**Selected excerpt**
# Blitz FP RTA leaking out of the air ports



## Intuthu Kagesi (12/11/20)

I recently purchased a Blitz 40mm FP RTA, and even after watching / mimicking all the related YouTube reviews on it, have it leaking eliquid out the air ports with all, bar one restrictive build.

I had a similar experience with my Hellvape MD that I resolved by extending the coil to completely cover the lower air port, however that's close to impossible to accomplish with the large honeycomb mesh air ports in this beast.

Be that as it may, I have tried single coils, dual coils, raised coils, lowered coils, 5 wraps through 10 wraps, 2mm through 3.5mm dual coils, 2mm through to 7mm single coils, tight wicks, loose wicks and pretty much everything in between.

The only option that doesn't leak status quo, is a dual 3.5mm 5wrap Clapton build, (0.27Ohm), mounted high, and with extremely tight wicking as seen in the pics below.

This build fills up the deck so tightly that it restricts airflow, turning this beast into what is now probably the worlds largest MTL tank 

I'm hoping someone on this forum has a FP and can shed some light on where I'm going wrong.

**Exercise requirements**
Can you rewrite the forum post about the leaking RTA from "# Blitz FP RTA" to "everything in between.", swapping "wicks" for "cotton"? The lines after the post play no part in this.

**Supplied data**

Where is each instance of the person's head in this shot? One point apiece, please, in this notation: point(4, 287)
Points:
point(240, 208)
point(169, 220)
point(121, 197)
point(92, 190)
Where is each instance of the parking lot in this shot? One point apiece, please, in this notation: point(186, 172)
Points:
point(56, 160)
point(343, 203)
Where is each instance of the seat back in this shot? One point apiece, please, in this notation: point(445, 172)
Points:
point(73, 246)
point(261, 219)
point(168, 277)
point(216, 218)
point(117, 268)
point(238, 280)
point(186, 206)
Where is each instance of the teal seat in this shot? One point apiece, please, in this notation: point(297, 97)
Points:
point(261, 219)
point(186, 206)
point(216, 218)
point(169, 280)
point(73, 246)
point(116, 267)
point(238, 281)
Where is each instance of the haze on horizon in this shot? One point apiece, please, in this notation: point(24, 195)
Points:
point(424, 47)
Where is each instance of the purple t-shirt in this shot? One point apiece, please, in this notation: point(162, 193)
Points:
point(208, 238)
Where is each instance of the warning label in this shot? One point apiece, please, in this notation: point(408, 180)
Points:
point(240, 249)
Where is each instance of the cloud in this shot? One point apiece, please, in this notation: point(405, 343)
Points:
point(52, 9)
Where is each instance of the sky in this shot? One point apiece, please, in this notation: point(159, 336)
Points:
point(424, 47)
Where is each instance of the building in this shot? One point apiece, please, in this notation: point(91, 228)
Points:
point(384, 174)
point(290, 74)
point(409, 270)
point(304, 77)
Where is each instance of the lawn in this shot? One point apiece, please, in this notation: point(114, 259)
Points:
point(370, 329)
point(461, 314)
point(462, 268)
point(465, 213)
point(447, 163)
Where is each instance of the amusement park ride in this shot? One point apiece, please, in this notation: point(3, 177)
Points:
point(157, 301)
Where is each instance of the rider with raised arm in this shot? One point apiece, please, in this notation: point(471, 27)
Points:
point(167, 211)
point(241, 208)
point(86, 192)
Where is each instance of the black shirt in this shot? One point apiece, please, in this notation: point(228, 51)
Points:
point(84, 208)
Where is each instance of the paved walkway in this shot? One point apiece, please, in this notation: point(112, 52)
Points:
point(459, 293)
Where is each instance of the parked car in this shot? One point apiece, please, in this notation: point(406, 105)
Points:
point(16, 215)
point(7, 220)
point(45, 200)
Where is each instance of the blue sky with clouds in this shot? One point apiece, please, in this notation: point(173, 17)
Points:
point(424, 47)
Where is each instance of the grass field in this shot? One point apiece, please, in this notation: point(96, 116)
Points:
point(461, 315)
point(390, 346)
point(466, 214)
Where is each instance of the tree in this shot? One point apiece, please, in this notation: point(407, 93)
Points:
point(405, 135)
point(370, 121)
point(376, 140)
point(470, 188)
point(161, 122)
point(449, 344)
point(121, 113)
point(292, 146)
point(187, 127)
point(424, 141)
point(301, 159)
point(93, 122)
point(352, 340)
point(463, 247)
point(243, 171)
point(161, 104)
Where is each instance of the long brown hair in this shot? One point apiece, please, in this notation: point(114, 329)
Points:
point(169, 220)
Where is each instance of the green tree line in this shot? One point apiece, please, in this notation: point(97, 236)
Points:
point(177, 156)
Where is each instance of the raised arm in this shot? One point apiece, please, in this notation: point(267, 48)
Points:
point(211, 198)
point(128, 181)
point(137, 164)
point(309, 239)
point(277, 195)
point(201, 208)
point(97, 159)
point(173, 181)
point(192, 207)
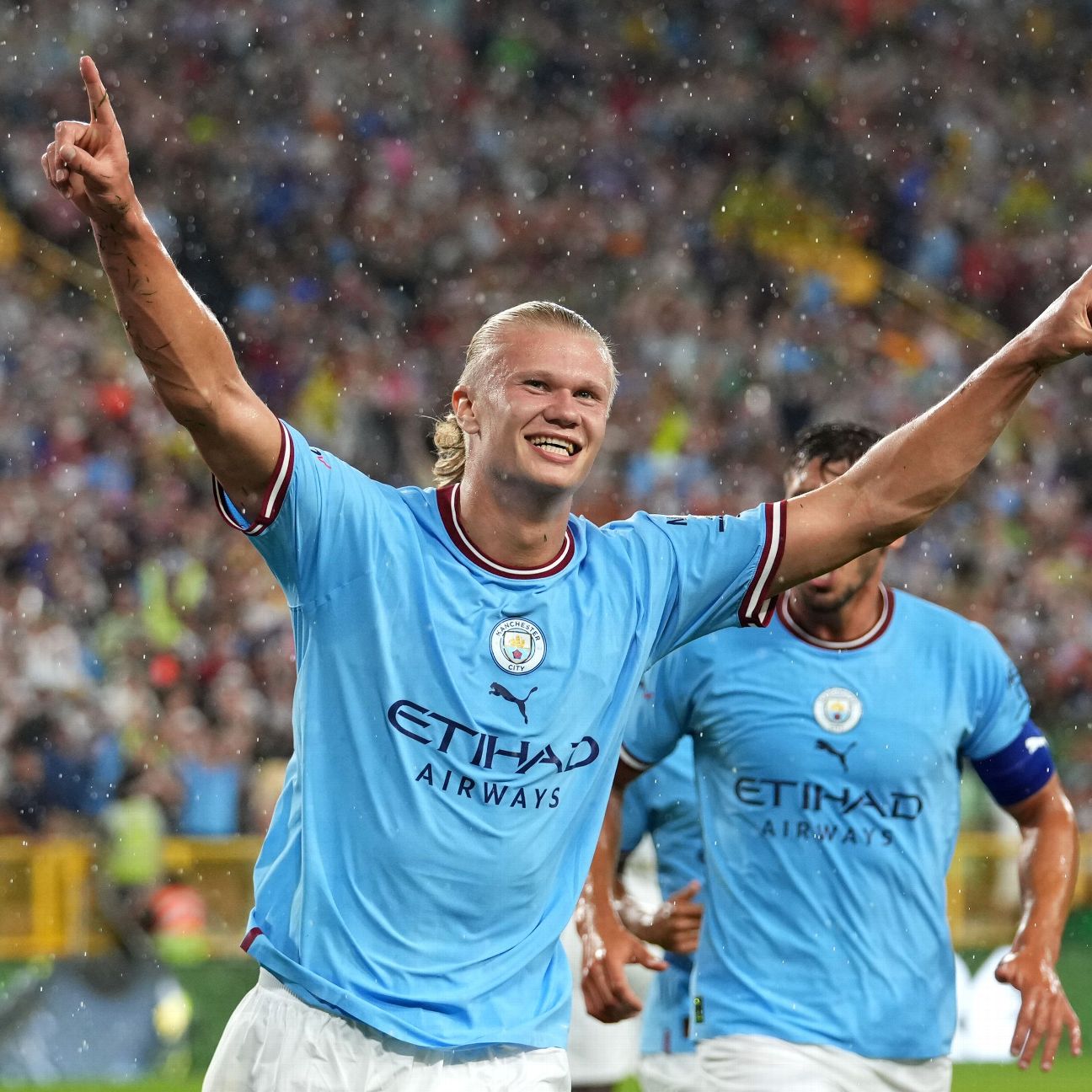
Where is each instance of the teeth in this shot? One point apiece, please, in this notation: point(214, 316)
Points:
point(549, 442)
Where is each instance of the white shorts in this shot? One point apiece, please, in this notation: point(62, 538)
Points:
point(276, 1043)
point(670, 1073)
point(758, 1063)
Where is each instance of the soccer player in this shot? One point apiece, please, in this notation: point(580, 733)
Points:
point(828, 752)
point(664, 804)
point(465, 657)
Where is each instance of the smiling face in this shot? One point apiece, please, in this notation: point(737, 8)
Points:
point(830, 593)
point(538, 419)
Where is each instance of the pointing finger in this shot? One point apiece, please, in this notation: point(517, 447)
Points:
point(99, 99)
point(70, 158)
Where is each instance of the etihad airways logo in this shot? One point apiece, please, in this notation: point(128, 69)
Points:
point(801, 811)
point(485, 752)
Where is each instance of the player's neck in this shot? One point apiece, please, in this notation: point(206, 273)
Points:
point(849, 622)
point(513, 527)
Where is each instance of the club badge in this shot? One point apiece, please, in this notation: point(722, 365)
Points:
point(837, 710)
point(517, 645)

**Answer to the exercise**
# Blitz FP RTA leaking out of the air ports



## Intuthu Kagesi (12/11/20)

I recently purchased a Blitz 40mm FP RTA, and even after watching / mimicking all the related YouTube reviews on it, have it leaking eliquid out the air ports with all, bar one restrictive build.

I had a similar experience with my Hellvape MD that I resolved by extending the coil to completely cover the lower air port, however that's close to impossible to accomplish with the large honeycomb mesh air ports in this beast.

Be that as it may, I have tried single coils, dual coils, raised coils, lowered coils, 5 wraps through 10 wraps, 2mm through 3.5mm dual coils, 2mm through to 7mm single coils, tight cotton, loose cotton and pretty much everything in between.